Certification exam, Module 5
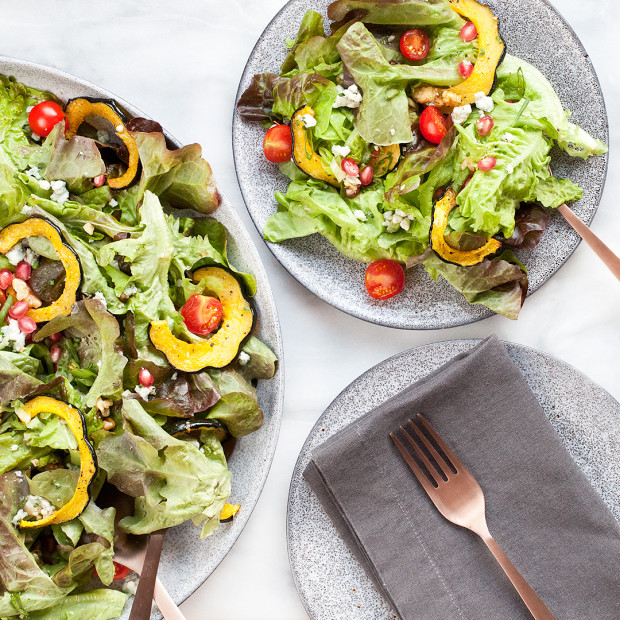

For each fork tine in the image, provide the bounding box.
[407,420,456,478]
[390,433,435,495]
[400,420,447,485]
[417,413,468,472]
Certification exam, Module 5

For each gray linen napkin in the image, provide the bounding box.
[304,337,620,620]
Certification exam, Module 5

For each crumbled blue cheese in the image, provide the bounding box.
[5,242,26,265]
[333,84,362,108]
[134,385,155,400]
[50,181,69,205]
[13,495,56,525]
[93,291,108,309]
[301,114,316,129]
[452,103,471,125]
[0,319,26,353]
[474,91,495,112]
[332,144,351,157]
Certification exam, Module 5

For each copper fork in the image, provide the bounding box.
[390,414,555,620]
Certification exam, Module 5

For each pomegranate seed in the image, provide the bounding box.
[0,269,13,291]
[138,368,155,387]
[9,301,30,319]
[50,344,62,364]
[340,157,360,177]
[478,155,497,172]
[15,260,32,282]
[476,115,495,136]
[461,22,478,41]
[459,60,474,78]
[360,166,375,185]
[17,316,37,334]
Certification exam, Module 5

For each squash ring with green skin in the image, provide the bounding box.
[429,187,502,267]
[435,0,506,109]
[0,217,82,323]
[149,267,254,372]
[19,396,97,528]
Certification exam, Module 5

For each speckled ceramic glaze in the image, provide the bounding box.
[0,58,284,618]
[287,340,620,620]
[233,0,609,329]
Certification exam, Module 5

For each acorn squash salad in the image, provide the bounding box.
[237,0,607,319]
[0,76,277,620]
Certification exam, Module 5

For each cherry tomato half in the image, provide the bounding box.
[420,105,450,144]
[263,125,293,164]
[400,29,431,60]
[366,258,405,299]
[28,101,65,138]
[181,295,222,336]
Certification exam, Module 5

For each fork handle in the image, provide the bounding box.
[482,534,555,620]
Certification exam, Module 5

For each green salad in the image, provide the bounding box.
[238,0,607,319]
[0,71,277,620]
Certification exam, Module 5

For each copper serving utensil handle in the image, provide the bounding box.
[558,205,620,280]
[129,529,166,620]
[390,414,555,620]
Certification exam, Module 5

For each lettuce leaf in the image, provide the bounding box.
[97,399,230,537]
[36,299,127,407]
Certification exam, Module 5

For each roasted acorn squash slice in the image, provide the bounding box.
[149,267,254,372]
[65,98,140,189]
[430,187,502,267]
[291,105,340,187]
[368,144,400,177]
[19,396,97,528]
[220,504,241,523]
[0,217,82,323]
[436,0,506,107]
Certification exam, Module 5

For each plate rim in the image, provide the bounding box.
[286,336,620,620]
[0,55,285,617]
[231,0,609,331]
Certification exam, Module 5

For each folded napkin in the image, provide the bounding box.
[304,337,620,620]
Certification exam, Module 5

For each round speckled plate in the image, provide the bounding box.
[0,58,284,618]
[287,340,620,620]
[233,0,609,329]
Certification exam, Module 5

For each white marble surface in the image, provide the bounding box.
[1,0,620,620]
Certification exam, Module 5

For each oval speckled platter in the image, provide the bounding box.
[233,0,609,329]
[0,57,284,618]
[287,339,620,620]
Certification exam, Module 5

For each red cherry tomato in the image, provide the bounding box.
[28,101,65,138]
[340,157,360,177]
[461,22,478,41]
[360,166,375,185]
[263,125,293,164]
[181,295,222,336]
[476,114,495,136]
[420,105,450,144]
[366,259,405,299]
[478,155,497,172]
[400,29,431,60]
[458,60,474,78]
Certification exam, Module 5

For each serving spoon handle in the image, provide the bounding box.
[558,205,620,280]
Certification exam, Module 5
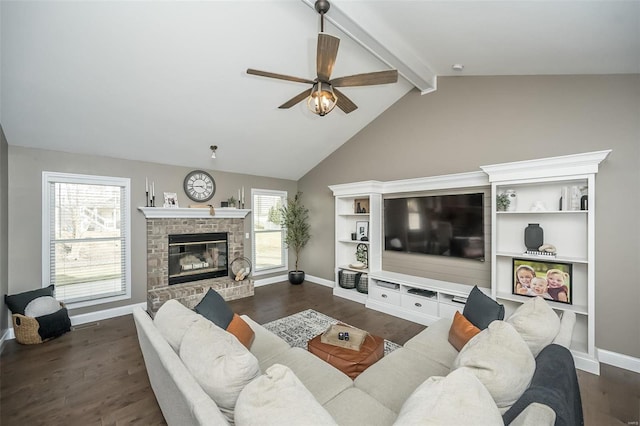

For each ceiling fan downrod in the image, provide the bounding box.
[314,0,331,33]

▶ Exercise task
Count the lines of the material above that contain the string "acorn", matching case exactly, and give only the number.

▶ The completed task
2